Exercise aim =
Copy out the marketing agreement below word for word, in full.

Passage =
WORLDWIDE MARKETING AGREEMENT
THIS AGREEMENT made this ____ day of _____________, 1994, at Little
Rock, Arkansas, between Innotek Corporation ("Innotek"), 0000 Xxxxx
Xxxxxxxx, Xxxxxx Xxxx, Xxxxxxxx 00000 and Xxxxxx Xxxxxxx USA
Corporation ("Xxxxxx Xxxxxxx"), Xxxxxxxxxx Xxxxxxxxx Xxxx, Xxxxxxx,
Xxx Xxxxxx 00000-0000.
Witnesseth:
WHEREAS, Innotek owns the exclusive licensing right worldwide
(except in Japan in the case of STORS) pursuant to an agreement
with Battelle Memorial Institute ("Battelle") to market, develop
and commercialize the sewage to oil recovery system (STORS)/NitRem
(nitrogen removal) and associated processes involving the dual
shell pressure balanced vessel (DSPBV) all of which is collectively
referred to as the "Technology"; and
WHEREAS, Innotek and Xxxxxx Xxxxxxx is desirous of entering into a
joint marketing agreement for the purposes of marketing, developing
and commercializing the Technology, including, but not limited to,
the Department of Defense, the Department of Energy and other
existing or potential clients of Xxxxxx Xxxxxxx on a worldwide
basis.
WHEREAS, Innotek will have to disclose to Xxxxxx Xxxxxxx
confidential and technical information regarding the Technology,
which Innotek considers to be a proprietary and valuable commercial
asset of the corporation;
WHEREAS, Xxxxxx Xxxxxxx has certain expertise in the design,
engineering, procurement, construction and operation of a wide
range of processing facilities as well as extensive contact with
the industries likely to use the Technology.
NOW, THEREFORE, in consideration of the below-listed covenants, and
for other good and valuable consideration, the parties agree as
follows:
IT IS AGREED between the parties, for themselves, their successors,
legal representatives and assigns, that the parties' joint
marketing venture shall be upon the following terms and conditions:
1. Xxxxxx Xxxxxxx will work with Innotek to identify and
develop marketing strategies for the commercialization of
the Technology. Based on this understanding, Xxxxxx
Xxxxxxx will submit joint proposals with Innotek to the
Department of Energy, the Department of Defense and other
agency, utility, municipal and industrial clients as
appropriate after having mutually identified commercially
attractive opportunities for the Technology.

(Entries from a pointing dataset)
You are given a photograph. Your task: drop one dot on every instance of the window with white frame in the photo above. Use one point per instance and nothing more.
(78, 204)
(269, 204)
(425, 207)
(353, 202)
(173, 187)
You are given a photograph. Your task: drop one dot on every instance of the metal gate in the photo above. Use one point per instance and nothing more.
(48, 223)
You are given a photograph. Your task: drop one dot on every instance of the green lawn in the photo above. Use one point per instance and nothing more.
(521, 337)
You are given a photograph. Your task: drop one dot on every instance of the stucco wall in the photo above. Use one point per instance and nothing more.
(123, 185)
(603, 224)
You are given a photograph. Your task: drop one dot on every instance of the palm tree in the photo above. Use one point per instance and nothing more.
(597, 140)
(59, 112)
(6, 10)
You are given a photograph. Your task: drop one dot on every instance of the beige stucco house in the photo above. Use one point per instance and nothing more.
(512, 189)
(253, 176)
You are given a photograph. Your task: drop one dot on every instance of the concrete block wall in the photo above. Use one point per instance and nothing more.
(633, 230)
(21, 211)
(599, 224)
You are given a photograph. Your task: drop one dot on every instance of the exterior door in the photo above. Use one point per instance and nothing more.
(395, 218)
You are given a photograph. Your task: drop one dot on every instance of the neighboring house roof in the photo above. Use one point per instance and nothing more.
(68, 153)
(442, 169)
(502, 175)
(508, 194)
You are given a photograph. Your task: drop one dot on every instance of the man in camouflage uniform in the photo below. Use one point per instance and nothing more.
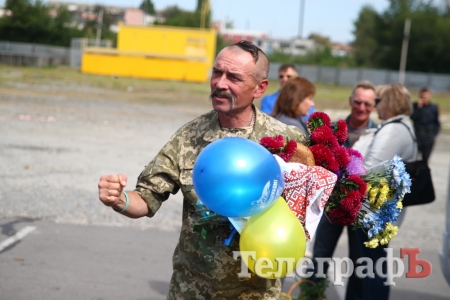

Correct answer =
WORLDWIDE MARKETING AGREEMENT
THIS AGREEMENT made this ____ day of _____________, 1994, at Little
Rock, Arkansas, between Innotek Corporation ("Innotek"), 0000 Xxxxx
Xxxxxxxx, Xxxxxx Xxxx, Xxxxxxxx 00000 and Xxxxxx Xxxxxxx USA
Corporation ("Xxxxxx Xxxxxxx"), Xxxxxxxxxx Xxxxxxxxx Xxxx, Xxxxxxx,
Xxx Xxxxxx 00000-0000.
Witnesseth:
WHEREAS, Innotek owns the exclusive licensing right worldwide
(except in Japan in the case of STORS) pursuant to an agreement
with Battelle Memorial Institute ("Battelle") to market, develop
and commercialize the sewage to oil recovery system (STORS)/NitRem
(nitrogen removal) and associated processes involving the dual
shell pressure balanced vessel (DSPBV) all of which is collectively
referred to as the "Technology"; and
WHEREAS, Innotek and Xxxxxx Xxxxxxx is desirous of entering into a
joint marketing agreement for the purposes of marketing, developing
and commercializing the Technology, including, but not limited to,
the Department of Defense, the Department of Energy and other
existing or potential clients of Xxxxxx Xxxxxxx on a worldwide
basis.
WHEREAS, Innotek will have to disclose to Xxxxxx Xxxxxxx
confidential and technical information regarding the Technology,
which Innotek considers to be a proprietary and valuable commercial
asset of the corporation;
WHEREAS, Xxxxxx Xxxxxxx has certain expertise in the design,
engineering, procurement, construction and operation of a wide
range of processing facilities as well as extensive contact with
the industries likely to use the Technology.
NOW, THEREFORE, in consideration of the below-listed covenants, and
for other good and valuable consideration, the parties agree as
follows:
IT IS AGREED between the parties, for themselves, their successors,
legal representatives and assigns, that the parties' joint
marketing venture shall be upon the following terms and conditions:
1. Xxxxxx Xxxxxxx will work with Innotek to identify and
develop marketing strategies for the commercialization of
the Technology. Based on this understanding, Xxxxxx
Xxxxxxx will submit joint proposals with Innotek to the
Department of Energy, the Department of Defense and other
agency, utility, municipal and industrial clients as
appropriate after having mutually identified commercially
attractive opportunities for the Technology.